▸ **STUDY QUESTIONS**
1) Answer these from the article on Ted Cruz's Planned Parenthood campaign below, marking each answer with its letter:
(a) How many pastors and others received Cruz's email?
(b) Where did Cruz declare his candidacy?
(c) Which group is Cruz working with on the campaign?
2) Decide whether each statement agrees with the article on Ted Cruz's Planned Parenthood campaign below. Answer yes or no and quote the deciding words.
(a) Cruz calls the battle a political one.
(b) Planned Parenthood denies the allegation made in the videos.
(c) Cruz is a Methodist.
3) Please extend the article on Ted Cruz's Planned Parenthood campaign below, starting after its final sentence.

▸ **DOCUMENT SECTION**
==========

Republican presidential candidate Ted Cruz is waging a campaign to defund Planned Parenthood, an effort involving pastors, sermons and fasting that the Texas senator insists isn’t political.
“Over the next two weeks, with the support of your prayers and the impact of your preaching, I intend to lead an effort to end taxpayer support of Planned Parenthood,” he wrote in an email to 100,000 pastors and others sympathetic to the conservative cause, many of them evangelical.
“The battle we face is not political. It is spiritual,” his email to the pastors continues. “To enter this arena in a prayerless condition invites failure.”
Some, however, see the campaign against Planned Parenthood as a way for Cruz to distinguish himself in a primary crowded with conservative Republicans and, more critically, capture the evangelical base away from other contenders.
Planned Parenthood, the national women’s health organization that provides a gamut of services, including abortion, has come under fire after the release of videos made by an anti-abortion activist that accuse the organization of illegally harvesting organs and profiting from their sale. Planned Parenthood says the allegation is not true.
Cruz, a Southern Baptist and son of a preacher who declared his candidacy on March 23 at evangelical Liberty University, has made religious liberty a central plank of his platform.
The Texan, often sounding like a preacher himself, has told audiences of conservative Christians that their biblical values are under attack in America today.
On his campaign to defund Planned Parenthood, Cruz is working with the American Renewal Project, a conservative group that encourages pastors to run for elected office.
“Our call to action primarily, number one, is to get the pastors to return to prayer on this and every issue,” said the Rev. Ken Graves, who spoke on Tuesday’s teleconference call.

==========

▸ **ENTRIES SUPPLIED**

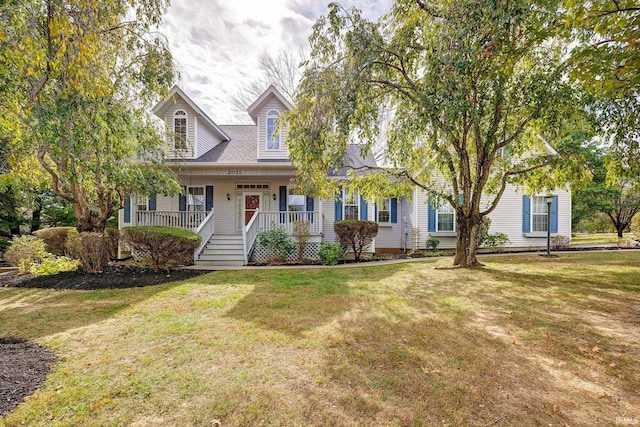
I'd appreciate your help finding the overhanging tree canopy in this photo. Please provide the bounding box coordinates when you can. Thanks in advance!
[289,0,588,266]
[0,0,179,231]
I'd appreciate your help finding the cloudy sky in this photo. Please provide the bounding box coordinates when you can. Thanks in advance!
[160,0,392,124]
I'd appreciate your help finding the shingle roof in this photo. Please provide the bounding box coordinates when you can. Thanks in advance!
[329,144,377,176]
[184,125,258,164]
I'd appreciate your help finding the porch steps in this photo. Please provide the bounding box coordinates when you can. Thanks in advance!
[196,234,244,266]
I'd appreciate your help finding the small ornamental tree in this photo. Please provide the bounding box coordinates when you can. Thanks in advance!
[333,220,378,262]
[122,226,202,272]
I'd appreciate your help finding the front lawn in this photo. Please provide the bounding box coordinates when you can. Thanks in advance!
[0,251,640,426]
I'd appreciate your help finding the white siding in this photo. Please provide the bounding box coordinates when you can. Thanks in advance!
[164,97,197,158]
[413,185,571,249]
[257,95,289,160]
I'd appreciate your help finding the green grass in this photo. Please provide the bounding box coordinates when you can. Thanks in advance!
[0,251,640,426]
[571,233,637,246]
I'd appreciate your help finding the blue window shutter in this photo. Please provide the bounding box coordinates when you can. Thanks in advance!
[124,197,131,222]
[551,196,558,233]
[335,187,342,221]
[522,194,531,233]
[391,197,398,224]
[360,196,369,221]
[204,185,213,212]
[307,196,313,224]
[178,185,187,212]
[427,197,436,232]
[278,185,287,224]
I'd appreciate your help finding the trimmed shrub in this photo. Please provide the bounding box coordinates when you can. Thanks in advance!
[482,233,511,250]
[122,226,202,271]
[333,220,378,262]
[31,255,80,276]
[318,242,344,265]
[33,227,78,256]
[293,221,311,261]
[258,227,296,262]
[426,237,440,251]
[67,233,109,273]
[4,236,49,274]
[104,228,120,259]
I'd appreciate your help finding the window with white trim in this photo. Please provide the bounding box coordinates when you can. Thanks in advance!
[173,110,187,150]
[435,201,456,231]
[187,187,205,212]
[377,199,391,223]
[267,110,280,150]
[287,188,307,212]
[342,188,360,220]
[137,196,149,211]
[531,196,549,233]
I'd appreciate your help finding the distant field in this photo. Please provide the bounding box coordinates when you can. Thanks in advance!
[0,251,640,427]
[571,233,637,245]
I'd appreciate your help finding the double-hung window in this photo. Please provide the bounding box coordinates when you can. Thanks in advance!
[137,196,149,211]
[267,110,280,150]
[173,110,187,150]
[287,188,307,212]
[436,201,456,231]
[187,187,205,212]
[378,199,391,223]
[343,188,360,220]
[531,196,549,233]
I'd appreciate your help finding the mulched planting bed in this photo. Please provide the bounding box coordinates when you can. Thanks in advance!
[0,337,57,417]
[0,265,207,290]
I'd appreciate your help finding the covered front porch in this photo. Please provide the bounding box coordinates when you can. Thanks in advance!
[120,177,324,265]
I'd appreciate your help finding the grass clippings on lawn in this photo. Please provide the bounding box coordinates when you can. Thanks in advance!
[0,252,640,426]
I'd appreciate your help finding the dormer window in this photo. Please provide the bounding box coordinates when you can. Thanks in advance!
[173,110,187,150]
[267,110,280,150]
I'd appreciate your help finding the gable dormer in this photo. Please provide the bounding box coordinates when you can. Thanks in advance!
[247,85,293,160]
[153,86,229,159]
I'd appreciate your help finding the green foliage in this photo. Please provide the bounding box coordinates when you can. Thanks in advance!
[426,237,440,251]
[122,226,202,271]
[30,255,80,276]
[258,227,296,262]
[481,232,511,250]
[318,242,344,265]
[0,0,180,231]
[33,227,78,256]
[288,0,582,266]
[67,232,109,273]
[333,220,378,262]
[4,236,49,274]
[293,221,311,261]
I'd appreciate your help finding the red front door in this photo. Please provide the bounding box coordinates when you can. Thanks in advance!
[244,194,260,225]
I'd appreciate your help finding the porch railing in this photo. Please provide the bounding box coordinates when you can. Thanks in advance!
[242,209,260,265]
[193,209,214,260]
[136,211,206,230]
[258,211,322,234]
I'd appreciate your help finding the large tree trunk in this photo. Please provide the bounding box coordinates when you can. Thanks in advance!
[453,216,482,267]
[73,203,111,233]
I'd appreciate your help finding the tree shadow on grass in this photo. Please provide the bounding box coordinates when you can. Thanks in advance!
[0,282,190,340]
[226,266,401,336]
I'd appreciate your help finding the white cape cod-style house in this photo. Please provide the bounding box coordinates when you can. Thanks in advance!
[119,86,571,265]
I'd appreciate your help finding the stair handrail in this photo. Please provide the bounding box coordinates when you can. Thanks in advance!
[242,209,260,265]
[193,208,215,261]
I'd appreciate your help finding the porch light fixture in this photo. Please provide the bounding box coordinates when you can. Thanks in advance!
[544,194,554,256]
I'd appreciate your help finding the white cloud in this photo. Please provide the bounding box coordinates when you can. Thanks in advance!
[160,0,391,124]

==========

▸ **LIST OF ANSWERS**
1)
(a) 100,000
(b) At evangelical Liberty University
(c) The American Renewal Project

2)
(a) No: "The battle we face is not political. It is spiritual,"
(b) Yes: "Planned Parenthood says the allegation is not true."
(c) No: "Cruz, a Southern Baptist and son of a preacher"

3)
Too many of of the nation’s evangelical pastors “have come to believe that we have no freedom, no right to speak,” said Graves, senior pastor at Calvary Chapel in Bangor, Maine, and a speaker on the 20-minute call. He encouraged his fellow pastors to exercise their right to talk about Planned Parenthood and other issues according to their understanding of Scripture.
But the Rev. Barry Lynn, executive director of Americans United for Separation of Church and State, said Cruz’s assertion that his work with the pastors is not political “does not pass the laugh test” and the senator could be leading the preachers into dangerous legal territory.
“To the extent that he is suggesting that churches engage in efforts that happen to coincide with his political platform, there is the risk of luring them into violations of the tax law, which prohibits endorsement of political candidates,” Lynn said. “It certainly sounds like he is encouraging them to simply violate the tax code and hope they get away with it.”
Cruz campaign spokesman Rick Tyler said Cruz has every right to draw on his religion. “Are we to believe that political figures are not supposed to be spiritual or are not supposed to believe in a higher being, a higher cause, or not supposed to pray publicly? That’s not in our DNA.”
And Graves said the pastors stand on firm legal ground. “The word is out that pastors have the freedom, that they’re not a lower caste of American people,” he said. They can both speak out and engage in the process.”